- REQUISITI DEL COMPITO
1) Riscrivi come elenco puntato il paragrafo del brano che comincia con «La Grande Armata francese soffrì gravi perdite», conservandone i fatti principali.
2) Secondo il brano, in quale giorno l'Austria si unì alla coalizione antifrancese?
3) Prosegui il brano sulle campagne napoleoniche a partire dalla sua ultima frase.

- BRANO
-----

La Grande Armata francese soffrì gravi perdite nel corso della rovinosa ritirata; la spedizione era iniziata con circa 700.000 uomini (di cui poco meno della metà erano francesi) e 200.000 cavalli, alla fine della campagna poco più di 18.000 uomini raggiunsero Vilna rimanendo nei ranghi; a questi si aggiunsero poi quarantamila isolati nei giorni successivi. In totale più di 400.000 furono i morti e 100.000 i prigionieri[32]. Residuarono inoltre solo 10.000 cavalli. Tra il 25 e il 29 novembre, infatti, i resti dell'armata, distrutta prima dal caldo e poi dal freddo (il cosiddetto "generale Inverno")[33] vennero in gran parte annientati dai russi durante il passaggio della Beresina. Intanto, Napoleone era stato raggiunto dalla notizia che a Parigi il generale Malet aveva diffuso la notizia della morte dell'imperatore e tentato un colpo di Stato. Angosciato delle notizie di tradimento (Talleyrand e Fouché stavano ormai tramando col nemico)[34], Napoleone abbandonò precipitosamente la Russia lasciando il comando a Gioacchino Murat e ad Eugenio Beauharnais e tornando nella capitale, dove iniziava a ricostruire un nuovo esercito di 400.000 uomini, in realtà giovanissimi e male addestrati. Le potenze europee, consce dell'atroce disfatta di Russia, sollevarono la testa e formarono una nuova coalizione.
La sconfitta di Lipsia, l'abdicazione e l'esilio all'Elba
La prima a unirsi alla vittoriosa Russia fu la Prussia che, abbandonando l'alleanza con Napoleone, si schierò a fianco dell'Inghilterra. Era la settima coalizione. Napoleone non si fece cogliere impreparato, e sconfisse i prussiani prima a Lützen e poi a Bautzen nel maggio 1813. Ma l'insidia più grande era l'Austria, la quale - non rispettosa dei patti - era pronta a scavalcare anche un matrimonio di stato come quello di Napoleone con Maria Luisa pur di sconfiggere l'odiato nemico. Nel corso di un memorabile e burrascoso incontro bilaterale a Dresda, Napoleone e Metternich non riuscirono a giungere a un accordo, e il 12 agosto l'Austria si univa alla coalizione antifrancese. Dopo un'ultima schiacciante vittoria francese proprio a Dresda, le forze napoleoniche si scontrarono con gli eserciti congiunti di Austria, Russia, Prussia e Svezia (l'esercito di quest'ultima era comandato dall'ex maresciallo francese Bernadotte) nella battaglia di Lipsia, detta "battaglia delle Nazioni" perché vi parteciparono eserciti di tutta Europa. L'inesperto esercito francese, formato in gran parte da giovani reclute, la defezione dei contingenti tedeschi e le soverchianti forze nemiche furono i fattori che determinarono la sconfitta di Napoleone a Lipsia. L'esercito francese fu costretto a una rovinosa ritirata attraverso la Germania in piena insurrezione contro l'occupazione napoleonica, mentre anche l'Olanda si rivoltava e la Spagna era ormai persa.

-----

- RIGHE ESTRATTE
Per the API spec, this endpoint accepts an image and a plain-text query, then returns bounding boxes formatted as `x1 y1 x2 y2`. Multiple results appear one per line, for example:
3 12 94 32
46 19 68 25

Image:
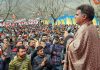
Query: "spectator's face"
75 10 86 25
37 49 44 56
16 42 23 46
30 40 35 46
17 49 26 58
3 39 8 43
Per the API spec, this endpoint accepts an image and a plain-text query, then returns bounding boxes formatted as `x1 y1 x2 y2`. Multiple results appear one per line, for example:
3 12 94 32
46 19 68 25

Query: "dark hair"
17 45 26 52
37 46 43 51
76 4 95 20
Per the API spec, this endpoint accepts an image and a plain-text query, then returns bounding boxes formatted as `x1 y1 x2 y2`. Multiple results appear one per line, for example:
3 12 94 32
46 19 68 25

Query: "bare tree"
0 0 19 22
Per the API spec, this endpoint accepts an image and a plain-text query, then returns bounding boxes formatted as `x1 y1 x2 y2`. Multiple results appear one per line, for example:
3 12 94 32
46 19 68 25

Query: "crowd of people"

-----

- RISULTATI FINALI
1)
- La spedizione partì con circa 700.000 uomini, di cui poco meno della metà francesi, e 200.000 cavalli.
- A fine campagna poco più di 18.000 uomini raggiunsero Vilna restando nei ranghi. Nei giorni successivi se ne aggiunsero altri 40.000 isolati.
- I morti furono oltre 400.000 e i prigionieri 100.000. Restarono solo 10.000 cavalli.
- Tra il 25 e il 29 novembre i resti dell'armata furono in gran parte annientati dai russi durante il passaggio della Beresina.
- A Parigi il generale Malet diffuse la notizia della morte dell'imperatore e tentò un colpo di Stato.
- Angosciato dalle notizie di tradimento di Talleyrand e Fouché, Napoleone lasciò la Russia. Affidò il comando a Gioacchino Murat e a Eugenio Beauharnais.
- Tornato nella capitale, iniziò a ricostruire un esercito di 400.000 uomini giovanissimi e male addestrati.
- Le potenze europee, consapevoli della disfatta, formarono una nuova coalizione.

2) Il 12 agosto.

3)
Rientrato precipitosamente a Parigi, Napoleone doveva subire ora l'insubordinazione di tutti i corpi politici: le Camere denunciarono solo ora la sua tirannia, la nuova nobiltà da lui creata gli girò le spalle, il popolo ormai stanco della guerra rimase freddo, i marescialli dell'Impero cominciarono a defezionare: tra i principali, Gioacchino Murat che passò al nemico per conservare il regno di Napoli.
Il giorno di Natale del 1813 la Francia veniva invasa dagli eserciti della coalizione. Un mese dopo, il 25 gennaio 1814, consegnato al fratello Giuseppe il controllo di Parigi e alla moglie Maria Luisa la reggenza, salutato il piccolo figlio che non avrebbe mai più rivisto, Napoleone si metteva al comando di un esercito di 60.000 veterani della Vecchia Guardia[35]. Per due mesi, Napoleone tenne testa al nemico in quella che sarà definita da alcuni la sua campagna più brillante, vincendo a Brienne (proprio dove aveva studiato l'arte militare), a Champaubert, Montmirail, Chateau-Thierry, Vauchamps, Mormant, Villeneuve, Montereau, Craonne, Laon. Sconfitto infine dalle forze prussiane del feldmaresciallo von Blücher, da quelle austriache e da quelle russe di Wintzingerode, consapevole di non poter anticipare le truppe nemiche in marcia su Parigi, Napoleone ripiegò su Fontainebleau ove, appresa la notizia del tradimento del generale Marmont che si era arreso con le sue truppe agli alleati, e scoraggiato dall'atteggiamento rinunciatario del maresciallo Michel Ney, il 4 aprile annunciò ufficialmente la sua intenzione di chiedere la pace.


Intanto il fratello Giuseppe era capitolato e il nemico era entrato vittorioso in Parigi con alla testa lo zar Alessandro I il 31 marzo, che il giorno successivo aveva già fatto affiggere sui muri di Parigi il suo proclama indirizzato al popolo francese.
A Fontainebleau Napoleone passò giorni duri e difficili. Gli giunse notizia che il nemico aveva rigettato la sua proposta di pace che stabiliva il ritorno ai «confini naturali» della Francia. Lo zar Alessandro I gli impose l'abdicazione. Egli, dopo aver più volte tentennato, decise di abdicare in favore del figlio e della reggenza di Maria Luisa. Ma il nemico decise per un'abdicazione totale, poiché Talleyrand aveva già preso accordi per restaurare sul trono i Borboni. Napoleone, indignato, minacciò di rimettersi alla testa dei suoi eserciti e marciare su Parigi, ma i marescialli lo costrinsero a cedere[36]. L'abdicazione divenne effettiva il 6 aprile.
Il 12, Napoleone ingerì una forte dose di veleno ma miracolosamente si salvò[37].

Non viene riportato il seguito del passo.